Listed records:
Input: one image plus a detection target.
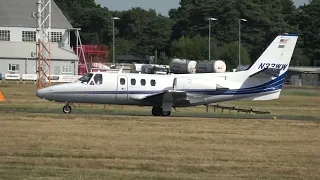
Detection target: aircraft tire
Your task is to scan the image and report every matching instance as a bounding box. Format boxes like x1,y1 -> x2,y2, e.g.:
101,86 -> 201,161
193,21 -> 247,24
152,107 -> 162,116
62,105 -> 72,114
161,111 -> 171,116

What is expected:
Retype the rows above line for line, without any change, and leave the pictures out.

Exercise output:
Input: one image plus a detection target.
Detection target: aircraft tire
Your task is to scan the image and report every matching instance as a bounding box. Format boxes like x1,y1 -> x2,y2, e.g.:
101,86 -> 201,161
193,21 -> 247,24
152,107 -> 162,116
62,105 -> 72,114
161,111 -> 171,116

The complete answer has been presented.